### PROVIDED TEXT:
I do not know of any greater impertinence, than for an obscure individual to set about pumping a character of celebrity. "Bring him to me," said a Doctor Tronchin, speaking of Rousseau, "that I may see whether he has any thing in him." Before you can take measure of the capacity of others, you ought to be sure that they have not taken measure of yours. They may think you a spy on them, and may not like their company. If you really want to know whether another person can talk well, begin by saying a good thing yourself, and you will have a right to look for a rejoinder. "The best tennis-players," says Sir Fopling Flutter, "make the best matches."

For wit is like a rest

Held up at tennis, which men do the best

With the best players.

We hear it often said of a great author, or a great actress, that they are very stupid people in private. But he was a fool that said so. Tell me your company, and I'll tell you your manners. In conversation, as in other things, the action and reaction should bear a certain proportion to each other.-Authors may, in some sense, be looked upon as foreigners, who are not naturalized even in their native soil. Lonce came down into the country to see us. He was "like the most capricious poet Ovid among the Goths." The country people thought him an oddity, and did not understand his jokes. It would be strange if they had; for he did not make any, while he staid. But when we crossed the country to Oxford, then he spoke a little. He and the old colleges were hail-fellow well met; and in the quadrangles, he "walked gowned."

### SET OF TASKS:
A: Transcribe the essay excerpt between "I do not know" and "the best players.", inclusive.
B: Condense the paragraph of the essay excerpt that opens "I do not know of any greater impertinence" into a short bulleted list of its main points.
C: Does the essay excerpt support each statement? Answer yes or no, and quote the deciding words.
(i) Doctor Tronchin's remark was made about Rousseau.
(ii) Sir Fopling Flutter claims that the weakest tennis-players make the best matches.
(iii) Authors are likened to foreigners who are not naturalized even in their native soil.
Rely on the essay excerpt alone, with no outside knowledge.

### RECORDED INFORMATION:
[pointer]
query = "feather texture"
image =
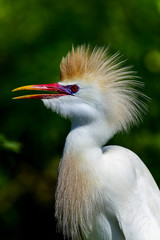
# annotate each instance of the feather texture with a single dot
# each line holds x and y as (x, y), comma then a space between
(118, 86)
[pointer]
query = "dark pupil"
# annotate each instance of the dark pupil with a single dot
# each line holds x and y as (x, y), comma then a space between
(74, 88)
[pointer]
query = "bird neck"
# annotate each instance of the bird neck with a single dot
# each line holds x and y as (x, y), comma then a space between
(78, 179)
(89, 134)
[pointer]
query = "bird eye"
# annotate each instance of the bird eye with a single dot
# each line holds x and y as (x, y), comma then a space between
(74, 88)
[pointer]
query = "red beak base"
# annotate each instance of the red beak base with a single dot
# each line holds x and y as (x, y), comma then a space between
(57, 89)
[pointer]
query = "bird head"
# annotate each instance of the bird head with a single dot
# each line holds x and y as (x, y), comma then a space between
(93, 86)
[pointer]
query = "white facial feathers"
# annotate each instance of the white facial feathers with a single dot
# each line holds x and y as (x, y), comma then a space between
(116, 86)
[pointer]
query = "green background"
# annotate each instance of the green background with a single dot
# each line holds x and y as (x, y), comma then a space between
(34, 35)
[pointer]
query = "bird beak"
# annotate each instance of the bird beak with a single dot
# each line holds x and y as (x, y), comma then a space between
(57, 89)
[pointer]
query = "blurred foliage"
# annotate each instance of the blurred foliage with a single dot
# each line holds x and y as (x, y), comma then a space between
(34, 35)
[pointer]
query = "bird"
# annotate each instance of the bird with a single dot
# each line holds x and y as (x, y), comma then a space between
(104, 192)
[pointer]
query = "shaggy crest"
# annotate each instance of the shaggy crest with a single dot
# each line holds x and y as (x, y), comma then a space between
(118, 85)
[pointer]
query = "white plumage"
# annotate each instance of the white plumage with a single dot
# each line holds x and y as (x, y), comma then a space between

### TASK-BY-TASK RESULTS:
A:
I do not know of any greater impertinence, than for an obscure individual to set about pumping a character of celebrity. "Bring him to me," said a Doctor Tronchin, speaking of Rousseau, "that I may see whether he has any thing in him." Before you can take measure of the capacity of others, you ought to be sure that they have not taken measure of yours. They may think you a spy on them, and may not like their company. If you really want to know whether another person can talk well, begin by saying a good thing yourself, and you will have a right to look for a rejoinder. "The best tennis-players," says Sir Fopling Flutter, "make the best matches."

For wit is like a rest

Held up at tennis, which men do the best

With the best players.

B:
- An obscure person who sets out to "pump" a celebrity is being highly impertinent.
- Doctor Tronchin, speaking of Rousseau, asked for him to be brought so he could see whether "he has any thing in him."
- Before judging another's capacity, make sure they have not already judged yours. They may take you for a spy and dislike your company.
- To find out whether someone talks well, first say something good yourself. Then you may fairly expect a reply.
- Sir Fopling Flutter: "The best tennis-players make the best matches."

C:
(i) Yes: "said a Doctor Tronchin, speaking of Rousseau"
(ii) No: "The best tennis-players," says Sir Fopling Flutter, "make the best matches."
(iii) Yes: "Authors may, in some sense, be looked upon as foreigners, who are not naturalized even in their native soil."